PAGE EXCERPT -
------------------------------------
# NEW RESORTS Wyndham Beaver Creek and Wyndham Park City!



## Vacationfuntips (Oct 15, 2014)

*Future Club Wyndham Plus Resorts*​
2 New Resort are available for bookings for arrivals January 2015
 (Now accepting reservations):

Wyndham Beaver Creek in Avon, Colorado
(All Presidential Suites 1-3 Bedroom)

Wyndham Park City in Park City, Utah
(1-4 Bedroom Units including Presidential Reserve Suites)

Cynthia T.


----------



## scootr5 (Oct 15, 2014)

Wow - 300K-550K for a week in Avon in prime season.....


----------



## pacodemountainside (Oct 15, 2014)

You get to rub  shoulders with all the millionaires that the billionaires  ran out of Aspen.

As I recall George Bush used to hang out there!

If on  budget, there is always Christie Lodge!


----------



## Bigrob (Oct 15, 2014)

Has anyone been able to make a reservation at Beaver Creek? I get the "No availability was found for the selected resort with your selected length of stay. Try searching again with a different length of stay." message regardless of dates I select although they are all green. Even with a wide range of stay lengths and +/- 4 days on the check/in.

I was able to make some reservations at Park City earlier.


----------



## CO skier (Oct 15, 2014)

scootr5 said:


> Wow - 300K-550K for a week in Avon in prime season.....



It was predictable.

http://www.tugbbs.com/forums/showpost.php?p=1409860&postcount=27

For summer prime season though, a 1 bedroom is overpriced by at least 150,000 points, and these reservations may go begging, until the VIP discount period.

Since these are all Presidential Units, how much of that prime ski inventory will be Presidential Reserve?


----------



## sandkastle4966 (Oct 16, 2014)

Bigrob said:


> Has anyone been able to make a reservation at Beaver Creek? I get the "No availability was found for the selected resort with your selected length of stay. Try searching again with a different length of stay." message regardless of dates I select although they are all green. Even with a wide range of stay lengths and +/- 4 days on the check/in.
> 
> I was able to make some reservations at Park City earlier.
------------------------------------
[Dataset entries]

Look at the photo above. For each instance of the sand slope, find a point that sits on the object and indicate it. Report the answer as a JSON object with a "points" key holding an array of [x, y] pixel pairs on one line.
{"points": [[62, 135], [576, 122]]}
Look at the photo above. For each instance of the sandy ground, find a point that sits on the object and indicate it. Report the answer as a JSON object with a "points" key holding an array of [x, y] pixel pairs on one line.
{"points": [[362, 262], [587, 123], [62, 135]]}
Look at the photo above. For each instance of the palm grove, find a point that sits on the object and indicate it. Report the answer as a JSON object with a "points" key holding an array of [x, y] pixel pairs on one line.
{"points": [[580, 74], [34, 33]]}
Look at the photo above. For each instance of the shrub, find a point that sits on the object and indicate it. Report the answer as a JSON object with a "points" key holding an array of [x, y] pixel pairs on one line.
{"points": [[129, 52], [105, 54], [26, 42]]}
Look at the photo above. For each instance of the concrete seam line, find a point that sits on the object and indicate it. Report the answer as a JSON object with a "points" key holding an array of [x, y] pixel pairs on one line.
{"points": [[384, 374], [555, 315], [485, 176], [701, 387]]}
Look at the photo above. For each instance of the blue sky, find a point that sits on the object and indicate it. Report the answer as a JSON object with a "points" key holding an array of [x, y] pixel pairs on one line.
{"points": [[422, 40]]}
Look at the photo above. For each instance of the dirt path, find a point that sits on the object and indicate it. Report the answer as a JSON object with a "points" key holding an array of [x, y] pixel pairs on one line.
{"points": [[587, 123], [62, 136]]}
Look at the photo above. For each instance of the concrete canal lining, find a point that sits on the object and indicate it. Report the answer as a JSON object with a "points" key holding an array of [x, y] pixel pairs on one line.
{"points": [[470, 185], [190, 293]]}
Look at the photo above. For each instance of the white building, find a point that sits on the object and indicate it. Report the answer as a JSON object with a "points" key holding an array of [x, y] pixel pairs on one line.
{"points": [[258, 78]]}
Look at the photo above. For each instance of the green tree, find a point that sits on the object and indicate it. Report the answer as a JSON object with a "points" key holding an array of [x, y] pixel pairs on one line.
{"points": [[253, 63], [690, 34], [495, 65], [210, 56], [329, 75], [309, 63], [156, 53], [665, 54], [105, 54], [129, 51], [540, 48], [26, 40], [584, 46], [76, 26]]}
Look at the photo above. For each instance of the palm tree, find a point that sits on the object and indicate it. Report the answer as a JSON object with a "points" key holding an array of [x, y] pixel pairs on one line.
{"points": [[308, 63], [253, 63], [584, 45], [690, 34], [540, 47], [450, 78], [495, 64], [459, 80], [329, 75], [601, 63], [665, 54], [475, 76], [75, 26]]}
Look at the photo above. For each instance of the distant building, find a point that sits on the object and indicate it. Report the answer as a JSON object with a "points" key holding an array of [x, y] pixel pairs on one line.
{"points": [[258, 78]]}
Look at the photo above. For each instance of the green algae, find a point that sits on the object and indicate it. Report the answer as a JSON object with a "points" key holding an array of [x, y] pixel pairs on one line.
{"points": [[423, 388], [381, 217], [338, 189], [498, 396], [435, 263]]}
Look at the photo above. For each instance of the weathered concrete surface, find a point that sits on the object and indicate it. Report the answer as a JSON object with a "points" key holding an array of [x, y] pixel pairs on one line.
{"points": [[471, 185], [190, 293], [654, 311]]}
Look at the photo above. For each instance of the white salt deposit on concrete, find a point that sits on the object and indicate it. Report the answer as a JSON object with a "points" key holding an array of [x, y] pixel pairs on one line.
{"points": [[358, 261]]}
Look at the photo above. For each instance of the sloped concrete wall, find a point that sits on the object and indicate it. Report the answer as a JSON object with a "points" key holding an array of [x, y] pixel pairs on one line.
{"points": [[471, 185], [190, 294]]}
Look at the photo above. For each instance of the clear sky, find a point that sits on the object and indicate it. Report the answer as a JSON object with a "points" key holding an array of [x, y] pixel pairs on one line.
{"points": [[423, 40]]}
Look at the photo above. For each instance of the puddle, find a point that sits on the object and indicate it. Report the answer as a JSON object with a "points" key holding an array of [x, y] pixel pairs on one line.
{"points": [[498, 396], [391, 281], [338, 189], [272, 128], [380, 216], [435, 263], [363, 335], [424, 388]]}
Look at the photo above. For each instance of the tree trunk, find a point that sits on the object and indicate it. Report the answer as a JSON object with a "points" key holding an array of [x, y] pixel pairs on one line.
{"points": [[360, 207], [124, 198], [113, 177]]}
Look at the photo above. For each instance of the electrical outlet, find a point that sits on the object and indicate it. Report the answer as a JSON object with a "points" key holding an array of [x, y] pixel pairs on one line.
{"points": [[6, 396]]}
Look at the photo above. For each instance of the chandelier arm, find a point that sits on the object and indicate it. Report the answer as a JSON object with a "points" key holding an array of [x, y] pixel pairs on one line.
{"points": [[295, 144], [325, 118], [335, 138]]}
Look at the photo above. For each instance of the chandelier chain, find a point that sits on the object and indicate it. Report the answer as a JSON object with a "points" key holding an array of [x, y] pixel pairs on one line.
------------------------------------
DIRECTIONS - Reproduce everything in the forum thread about the new Wyndham resorts from "## pacodemountainside (Oct" down to "always Christie Lodge!", switching "Aspen" to "Vail".

ANSWER IN FULL -
## pacodemountainside (Oct 15, 2014)

You get to rub  shoulders with all the millionaires that the billionaires  ran out of Vail.

As I recall George Bush used to hang out there!

If on  budget, there is always Christie Lodge!